> **Provided records**
────────────────────────────────────────
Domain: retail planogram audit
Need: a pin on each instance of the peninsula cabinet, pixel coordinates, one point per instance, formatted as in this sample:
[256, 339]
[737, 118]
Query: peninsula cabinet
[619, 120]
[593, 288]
────────────────────────────────────────
> **Task statement**
Output the entries exactly. Leave nothing out.

> **Completed task**
Domain: retail planogram audit
Need: a pin on each instance of the peninsula cabinet, pixel coordinates, one point per instance, formatted as in this sample:
[256, 339]
[737, 118]
Query: peninsula cabinet
[619, 120]
[593, 288]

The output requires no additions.